____ EXCERPTED DATA

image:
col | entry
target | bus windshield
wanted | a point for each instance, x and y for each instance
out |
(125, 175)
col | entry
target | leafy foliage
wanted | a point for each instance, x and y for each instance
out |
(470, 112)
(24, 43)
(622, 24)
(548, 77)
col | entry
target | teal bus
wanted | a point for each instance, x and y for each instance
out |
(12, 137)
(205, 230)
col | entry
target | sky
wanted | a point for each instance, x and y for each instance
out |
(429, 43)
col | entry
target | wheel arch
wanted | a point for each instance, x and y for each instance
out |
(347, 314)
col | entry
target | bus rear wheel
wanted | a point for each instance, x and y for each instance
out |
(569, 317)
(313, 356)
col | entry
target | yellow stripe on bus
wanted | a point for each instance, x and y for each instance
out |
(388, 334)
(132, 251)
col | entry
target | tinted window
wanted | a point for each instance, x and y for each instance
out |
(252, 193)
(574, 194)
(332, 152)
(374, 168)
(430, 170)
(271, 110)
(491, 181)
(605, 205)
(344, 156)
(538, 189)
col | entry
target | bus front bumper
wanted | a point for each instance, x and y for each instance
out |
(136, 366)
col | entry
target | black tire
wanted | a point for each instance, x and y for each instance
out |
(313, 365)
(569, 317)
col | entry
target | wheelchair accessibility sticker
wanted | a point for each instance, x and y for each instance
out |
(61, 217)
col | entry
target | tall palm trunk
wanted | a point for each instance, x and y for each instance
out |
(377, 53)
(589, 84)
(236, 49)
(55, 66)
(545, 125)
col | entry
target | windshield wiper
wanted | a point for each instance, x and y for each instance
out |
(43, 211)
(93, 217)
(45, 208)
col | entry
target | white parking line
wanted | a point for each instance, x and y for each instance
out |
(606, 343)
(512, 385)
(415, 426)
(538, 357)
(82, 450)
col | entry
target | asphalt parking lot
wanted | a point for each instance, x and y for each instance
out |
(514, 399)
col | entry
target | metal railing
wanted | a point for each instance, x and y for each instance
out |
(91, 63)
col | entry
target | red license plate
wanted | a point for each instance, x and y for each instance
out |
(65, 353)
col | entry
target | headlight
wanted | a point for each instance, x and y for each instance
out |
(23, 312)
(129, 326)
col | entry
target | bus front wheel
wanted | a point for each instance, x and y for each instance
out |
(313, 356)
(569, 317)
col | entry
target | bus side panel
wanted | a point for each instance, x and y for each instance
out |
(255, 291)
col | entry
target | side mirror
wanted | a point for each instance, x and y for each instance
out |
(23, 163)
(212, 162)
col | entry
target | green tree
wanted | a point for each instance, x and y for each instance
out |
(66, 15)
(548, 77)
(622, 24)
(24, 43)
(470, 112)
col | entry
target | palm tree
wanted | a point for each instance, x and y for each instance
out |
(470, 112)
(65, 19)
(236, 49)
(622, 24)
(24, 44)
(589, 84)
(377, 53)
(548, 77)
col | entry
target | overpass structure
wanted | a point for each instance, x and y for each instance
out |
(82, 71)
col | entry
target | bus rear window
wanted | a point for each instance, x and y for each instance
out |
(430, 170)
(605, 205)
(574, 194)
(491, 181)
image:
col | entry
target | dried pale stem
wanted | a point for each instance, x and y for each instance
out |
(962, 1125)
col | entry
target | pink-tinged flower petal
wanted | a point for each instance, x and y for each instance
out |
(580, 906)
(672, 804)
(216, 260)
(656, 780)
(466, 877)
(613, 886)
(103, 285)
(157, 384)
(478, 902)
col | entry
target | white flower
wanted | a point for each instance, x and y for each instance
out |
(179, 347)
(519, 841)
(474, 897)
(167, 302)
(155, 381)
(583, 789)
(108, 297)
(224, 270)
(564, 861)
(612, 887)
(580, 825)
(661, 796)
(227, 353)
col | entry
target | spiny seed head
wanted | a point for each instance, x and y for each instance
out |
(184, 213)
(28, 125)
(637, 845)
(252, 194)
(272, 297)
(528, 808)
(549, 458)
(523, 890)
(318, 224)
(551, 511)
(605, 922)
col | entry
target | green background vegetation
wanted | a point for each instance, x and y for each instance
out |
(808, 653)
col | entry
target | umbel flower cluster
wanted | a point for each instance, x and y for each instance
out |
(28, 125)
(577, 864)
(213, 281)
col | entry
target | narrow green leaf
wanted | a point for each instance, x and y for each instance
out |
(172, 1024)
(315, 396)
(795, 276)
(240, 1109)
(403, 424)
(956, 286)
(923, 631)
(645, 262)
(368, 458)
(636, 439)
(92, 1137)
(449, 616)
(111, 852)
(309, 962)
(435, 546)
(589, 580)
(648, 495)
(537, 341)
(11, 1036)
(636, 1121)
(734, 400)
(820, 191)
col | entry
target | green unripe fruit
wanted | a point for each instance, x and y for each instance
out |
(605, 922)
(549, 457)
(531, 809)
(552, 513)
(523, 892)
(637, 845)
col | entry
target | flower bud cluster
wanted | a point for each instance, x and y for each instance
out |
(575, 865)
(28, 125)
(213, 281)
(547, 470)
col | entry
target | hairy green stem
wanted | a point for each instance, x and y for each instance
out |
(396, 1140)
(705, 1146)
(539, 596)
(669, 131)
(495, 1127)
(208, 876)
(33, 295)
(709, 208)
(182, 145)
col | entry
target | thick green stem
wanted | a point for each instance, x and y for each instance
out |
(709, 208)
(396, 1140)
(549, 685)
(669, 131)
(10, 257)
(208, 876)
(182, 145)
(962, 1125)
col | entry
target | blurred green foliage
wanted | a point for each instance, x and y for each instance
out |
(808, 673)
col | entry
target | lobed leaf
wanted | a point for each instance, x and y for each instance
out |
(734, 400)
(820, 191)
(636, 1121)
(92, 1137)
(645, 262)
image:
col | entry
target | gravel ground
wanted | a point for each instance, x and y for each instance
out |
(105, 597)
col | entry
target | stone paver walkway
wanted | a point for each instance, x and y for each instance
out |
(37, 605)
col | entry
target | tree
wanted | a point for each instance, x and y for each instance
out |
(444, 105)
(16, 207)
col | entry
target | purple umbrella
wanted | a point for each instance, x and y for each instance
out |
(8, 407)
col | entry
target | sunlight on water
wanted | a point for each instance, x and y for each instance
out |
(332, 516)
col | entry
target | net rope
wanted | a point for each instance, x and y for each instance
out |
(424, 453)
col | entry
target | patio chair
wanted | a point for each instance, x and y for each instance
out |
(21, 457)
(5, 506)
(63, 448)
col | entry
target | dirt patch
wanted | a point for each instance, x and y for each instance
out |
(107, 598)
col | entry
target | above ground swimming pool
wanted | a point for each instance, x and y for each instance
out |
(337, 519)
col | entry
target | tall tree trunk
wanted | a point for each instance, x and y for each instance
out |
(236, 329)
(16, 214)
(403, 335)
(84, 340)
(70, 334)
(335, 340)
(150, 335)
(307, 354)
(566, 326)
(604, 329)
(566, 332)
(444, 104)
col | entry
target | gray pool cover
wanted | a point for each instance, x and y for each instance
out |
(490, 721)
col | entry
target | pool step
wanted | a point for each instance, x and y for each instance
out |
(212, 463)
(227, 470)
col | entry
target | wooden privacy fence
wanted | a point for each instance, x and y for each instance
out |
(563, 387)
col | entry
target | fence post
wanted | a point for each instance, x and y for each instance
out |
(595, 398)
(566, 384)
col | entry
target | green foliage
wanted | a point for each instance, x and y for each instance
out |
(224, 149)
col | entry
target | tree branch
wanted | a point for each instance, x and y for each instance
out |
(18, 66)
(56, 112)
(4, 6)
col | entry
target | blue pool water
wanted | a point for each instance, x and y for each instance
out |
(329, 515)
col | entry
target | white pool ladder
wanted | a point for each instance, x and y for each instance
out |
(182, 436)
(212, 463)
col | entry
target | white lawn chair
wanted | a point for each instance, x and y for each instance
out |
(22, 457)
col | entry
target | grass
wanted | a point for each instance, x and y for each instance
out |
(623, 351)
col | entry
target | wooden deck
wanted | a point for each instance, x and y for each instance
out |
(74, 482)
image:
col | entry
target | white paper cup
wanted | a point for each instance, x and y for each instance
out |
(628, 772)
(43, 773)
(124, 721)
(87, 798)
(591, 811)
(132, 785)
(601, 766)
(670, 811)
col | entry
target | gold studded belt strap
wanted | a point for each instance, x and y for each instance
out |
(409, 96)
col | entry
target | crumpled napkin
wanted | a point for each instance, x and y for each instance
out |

________

Show the lines of the records that include the string "water".

target | sunlight on water
target | blue pool water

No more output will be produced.